## Goal 1
Reproduce the part of the ChernoffOT page starting with "docker run \" and going on through "https://bun.sh/install | bash)".

## Given text

******

Real-time service monitoring with Chernoff faces. Spot outages at a glance — happy faces mean healthy services, angry faces mean something's wrong.
ChernoffOT queries any Prometheus-compatible endpoint and turns your services into expressive cartoon faces. Point it at your existing Prometheus, Amazon Managed Prometheus, Google Managed Prometheus, Grafana Cloud, or any other PromQL-compatible backend.
Quick Start
Docker
docker build -t chernoffot .
docker run \
-e PROMETHEUS_URL=https://your-prometheus-endpoint \
-p 3000:3000 \
chernoffotOpen http://localhost:3000 — you'll see faces for every discovered service.
Docker Compose
Copy the provided docker-compose.yml, set PROMETHEUS_URL in a .env file, then:
echo 'PROMETHEUS_URL=https://your-prometheus-endpoint' > .env docker compose up
From Source
bun install PROMETHEUS_URL=https://your-prometheus-endpoint bun run dev
Prerequisite: Bun runtime (
curl -fsSL https://bun.sh/install | bash)

******

## Data supplied
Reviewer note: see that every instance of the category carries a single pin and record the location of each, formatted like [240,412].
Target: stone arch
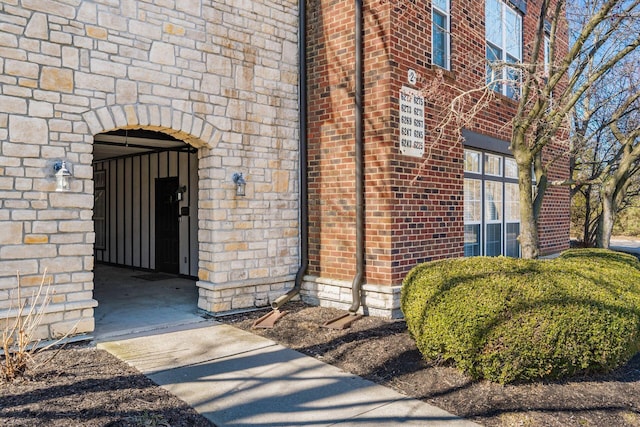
[181,125]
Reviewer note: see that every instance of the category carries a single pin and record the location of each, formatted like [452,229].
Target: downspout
[342,322]
[269,320]
[356,286]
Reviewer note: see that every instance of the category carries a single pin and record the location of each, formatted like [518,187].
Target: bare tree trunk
[606,220]
[529,239]
[586,237]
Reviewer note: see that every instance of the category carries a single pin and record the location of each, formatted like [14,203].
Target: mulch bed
[84,386]
[383,352]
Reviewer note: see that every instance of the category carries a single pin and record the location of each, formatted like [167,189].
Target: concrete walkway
[630,246]
[235,378]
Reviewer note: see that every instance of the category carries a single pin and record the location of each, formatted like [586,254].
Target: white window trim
[447,53]
[502,180]
[503,75]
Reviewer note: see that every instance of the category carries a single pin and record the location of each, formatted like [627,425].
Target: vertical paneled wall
[127,234]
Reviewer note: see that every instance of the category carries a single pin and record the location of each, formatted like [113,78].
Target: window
[441,19]
[504,46]
[472,216]
[491,205]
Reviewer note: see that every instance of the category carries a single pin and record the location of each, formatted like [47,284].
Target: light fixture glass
[240,184]
[62,176]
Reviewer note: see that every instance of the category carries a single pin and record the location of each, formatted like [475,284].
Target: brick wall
[219,75]
[414,206]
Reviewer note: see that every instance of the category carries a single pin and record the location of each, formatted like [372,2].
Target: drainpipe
[345,321]
[356,286]
[302,118]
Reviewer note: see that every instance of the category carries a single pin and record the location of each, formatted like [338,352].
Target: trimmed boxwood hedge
[512,320]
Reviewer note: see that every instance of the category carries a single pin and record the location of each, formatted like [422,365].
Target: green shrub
[510,320]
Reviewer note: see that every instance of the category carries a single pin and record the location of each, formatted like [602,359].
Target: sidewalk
[235,378]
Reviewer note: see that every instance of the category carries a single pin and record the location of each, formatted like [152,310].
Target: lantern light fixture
[62,175]
[238,179]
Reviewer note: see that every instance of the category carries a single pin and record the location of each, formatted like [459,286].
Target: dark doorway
[167,235]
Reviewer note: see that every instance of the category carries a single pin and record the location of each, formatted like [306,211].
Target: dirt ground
[83,386]
[88,387]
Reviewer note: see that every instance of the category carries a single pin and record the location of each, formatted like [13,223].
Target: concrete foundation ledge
[377,300]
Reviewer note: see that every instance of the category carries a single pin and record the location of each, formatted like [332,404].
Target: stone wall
[219,75]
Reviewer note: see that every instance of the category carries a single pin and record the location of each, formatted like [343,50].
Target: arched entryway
[146,228]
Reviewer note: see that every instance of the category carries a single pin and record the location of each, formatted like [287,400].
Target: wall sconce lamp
[240,184]
[180,192]
[62,176]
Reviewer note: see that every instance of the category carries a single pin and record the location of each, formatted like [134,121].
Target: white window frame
[504,74]
[482,175]
[446,14]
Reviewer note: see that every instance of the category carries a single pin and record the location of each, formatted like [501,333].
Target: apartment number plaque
[411,122]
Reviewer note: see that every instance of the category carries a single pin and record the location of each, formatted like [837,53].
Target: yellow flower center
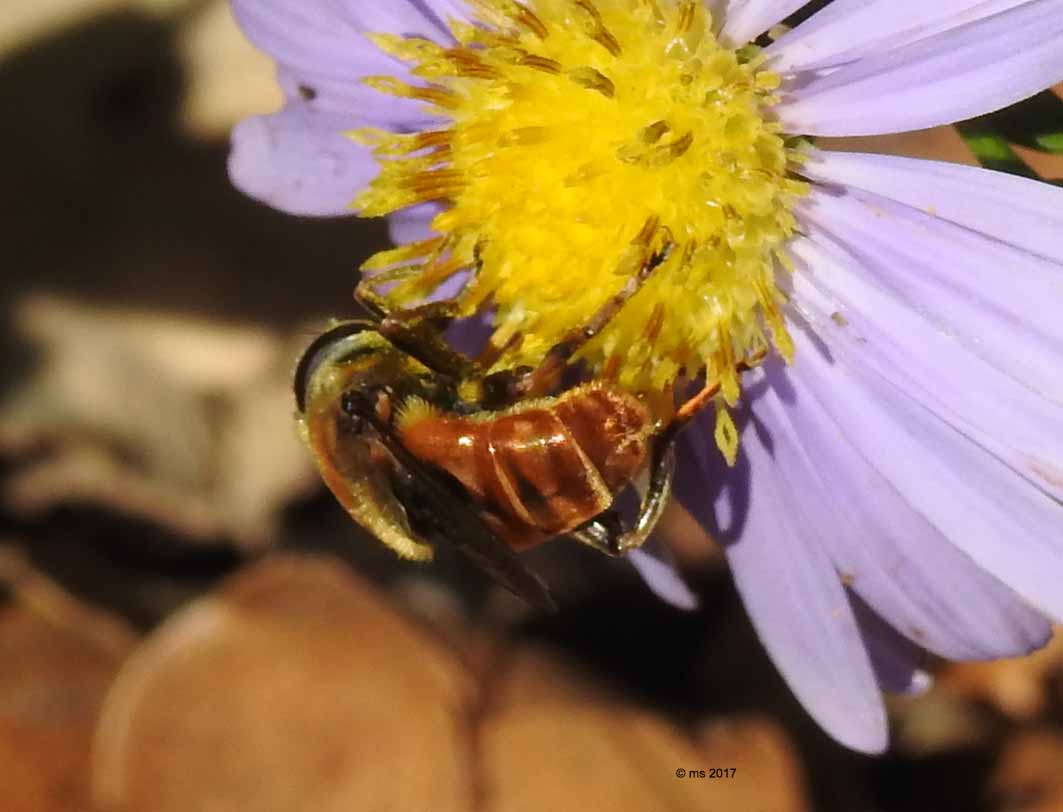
[568,128]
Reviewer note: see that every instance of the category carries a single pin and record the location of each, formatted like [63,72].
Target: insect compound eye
[319,352]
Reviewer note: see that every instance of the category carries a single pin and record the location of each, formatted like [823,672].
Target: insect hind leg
[606,534]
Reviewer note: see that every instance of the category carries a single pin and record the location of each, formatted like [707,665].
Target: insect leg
[544,377]
[604,533]
[694,404]
[418,333]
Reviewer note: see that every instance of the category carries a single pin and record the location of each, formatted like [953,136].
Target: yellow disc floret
[566,127]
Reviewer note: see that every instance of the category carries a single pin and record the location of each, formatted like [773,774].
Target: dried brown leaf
[1029,773]
[52,684]
[294,687]
[552,739]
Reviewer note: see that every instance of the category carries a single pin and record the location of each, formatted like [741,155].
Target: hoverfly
[421,445]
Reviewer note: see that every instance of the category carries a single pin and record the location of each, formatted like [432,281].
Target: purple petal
[848,30]
[323,54]
[888,554]
[976,68]
[412,224]
[1000,303]
[744,20]
[790,587]
[923,436]
[896,660]
[316,37]
[1023,213]
[300,162]
[655,565]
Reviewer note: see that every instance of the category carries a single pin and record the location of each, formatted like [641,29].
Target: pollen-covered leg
[418,332]
[650,249]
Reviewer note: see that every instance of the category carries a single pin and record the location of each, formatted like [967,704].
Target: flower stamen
[570,124]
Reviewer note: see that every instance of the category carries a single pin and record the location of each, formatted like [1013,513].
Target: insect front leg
[544,377]
[606,534]
[418,332]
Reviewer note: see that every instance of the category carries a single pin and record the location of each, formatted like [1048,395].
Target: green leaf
[1050,142]
[992,149]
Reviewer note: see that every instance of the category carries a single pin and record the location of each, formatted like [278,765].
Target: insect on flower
[419,443]
[888,484]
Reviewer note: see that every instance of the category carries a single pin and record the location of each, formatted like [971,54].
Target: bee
[422,446]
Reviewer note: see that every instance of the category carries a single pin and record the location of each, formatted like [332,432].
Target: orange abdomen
[543,467]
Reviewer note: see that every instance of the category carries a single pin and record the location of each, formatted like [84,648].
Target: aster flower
[889,481]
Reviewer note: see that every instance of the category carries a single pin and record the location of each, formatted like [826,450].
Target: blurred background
[188,622]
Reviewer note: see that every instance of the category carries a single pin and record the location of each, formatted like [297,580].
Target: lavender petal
[655,567]
[1016,210]
[1000,303]
[924,437]
[976,68]
[745,19]
[788,584]
[848,30]
[896,660]
[889,554]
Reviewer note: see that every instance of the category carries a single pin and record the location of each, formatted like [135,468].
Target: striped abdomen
[543,467]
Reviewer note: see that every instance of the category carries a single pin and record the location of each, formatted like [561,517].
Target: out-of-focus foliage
[1025,139]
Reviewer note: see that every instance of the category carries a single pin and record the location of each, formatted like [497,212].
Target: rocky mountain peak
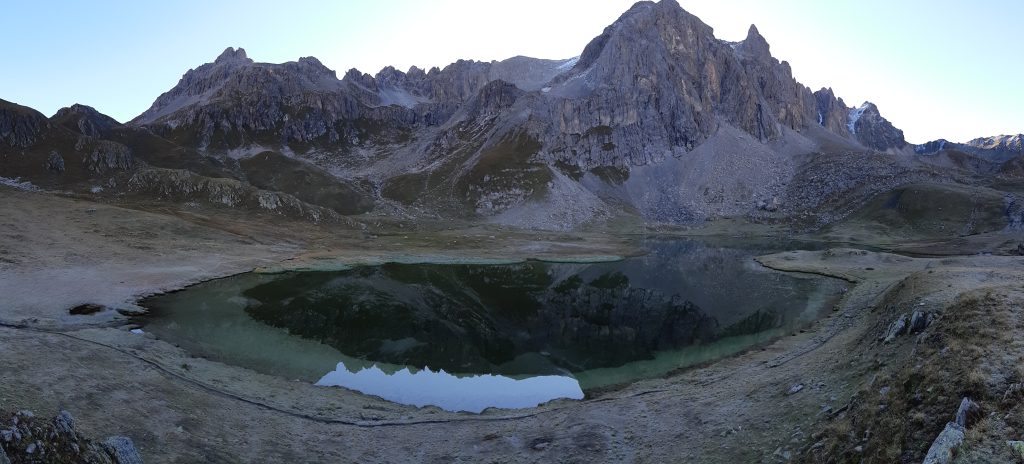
[1013,143]
[85,120]
[231,54]
[20,126]
[755,45]
[870,129]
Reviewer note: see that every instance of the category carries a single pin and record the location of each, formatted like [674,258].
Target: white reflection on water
[470,393]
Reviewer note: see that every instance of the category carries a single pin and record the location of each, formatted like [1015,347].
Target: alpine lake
[468,337]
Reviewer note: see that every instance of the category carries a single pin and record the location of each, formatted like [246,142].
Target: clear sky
[935,68]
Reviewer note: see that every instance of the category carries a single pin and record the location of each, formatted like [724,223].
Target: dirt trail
[56,252]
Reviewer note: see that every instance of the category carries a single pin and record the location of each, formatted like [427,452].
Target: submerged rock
[86,309]
[1016,446]
[65,423]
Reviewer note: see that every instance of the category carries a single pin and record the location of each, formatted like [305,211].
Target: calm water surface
[468,337]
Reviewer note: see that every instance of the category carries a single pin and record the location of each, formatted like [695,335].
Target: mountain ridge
[656,118]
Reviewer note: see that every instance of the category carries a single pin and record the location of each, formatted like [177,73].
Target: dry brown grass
[954,357]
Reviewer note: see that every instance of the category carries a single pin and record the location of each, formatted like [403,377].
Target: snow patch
[470,393]
[568,64]
[855,115]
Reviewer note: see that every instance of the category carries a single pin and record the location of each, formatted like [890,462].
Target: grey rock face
[20,126]
[999,148]
[1001,143]
[658,82]
[873,131]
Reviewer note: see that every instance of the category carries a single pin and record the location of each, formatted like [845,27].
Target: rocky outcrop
[833,113]
[85,120]
[658,83]
[998,149]
[873,131]
[102,156]
[20,126]
[1000,144]
[182,185]
[24,437]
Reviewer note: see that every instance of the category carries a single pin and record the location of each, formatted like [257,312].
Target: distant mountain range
[656,119]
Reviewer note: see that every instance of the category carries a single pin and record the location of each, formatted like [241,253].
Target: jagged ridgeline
[656,119]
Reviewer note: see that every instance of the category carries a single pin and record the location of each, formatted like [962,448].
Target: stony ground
[815,395]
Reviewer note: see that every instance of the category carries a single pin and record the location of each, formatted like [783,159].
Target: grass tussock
[969,350]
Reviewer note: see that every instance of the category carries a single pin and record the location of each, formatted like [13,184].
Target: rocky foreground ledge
[26,438]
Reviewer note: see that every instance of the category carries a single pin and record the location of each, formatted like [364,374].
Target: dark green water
[510,335]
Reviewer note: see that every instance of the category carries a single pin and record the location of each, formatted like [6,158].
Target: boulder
[896,329]
[944,448]
[919,322]
[123,450]
[968,413]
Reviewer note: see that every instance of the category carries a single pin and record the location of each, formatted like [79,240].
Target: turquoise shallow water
[465,337]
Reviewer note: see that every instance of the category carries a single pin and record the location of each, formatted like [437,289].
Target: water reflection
[470,393]
[573,326]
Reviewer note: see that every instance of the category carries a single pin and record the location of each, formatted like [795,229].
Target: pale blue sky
[936,69]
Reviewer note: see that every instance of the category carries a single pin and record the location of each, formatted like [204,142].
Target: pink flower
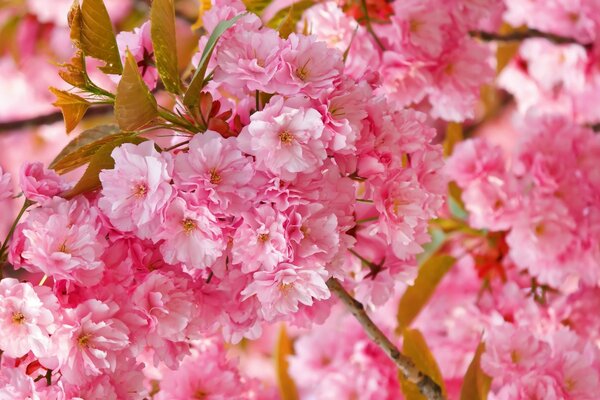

******

## Goal 2
Return every line of the entries that contains the word "white".

## Correct response 1
docker run \
-e PROMETHEUS_URL=https://your-prometheus-endpoint \
-p 3000:3000 \
chernoffotOpen http://localhost:3000 — you'll see faces for every discovered service.
Docker Compose
Copy the provided docker-compose.yml, set PROMETHEUS_URL in a .env file, then:
echo 'PROMETHEUS_URL=https://your-prometheus-endpoint' > .env docker compose up
From Source
bun install PROMETHEUS_URL=https://your-prometheus-endpoint bun run dev
Prerequisite: Bun runtime (
curl -fsSL https://bun.sh/install | bash)

## Correct response 2
Target: white window trim
Target: white window frame
Target: white reflection on water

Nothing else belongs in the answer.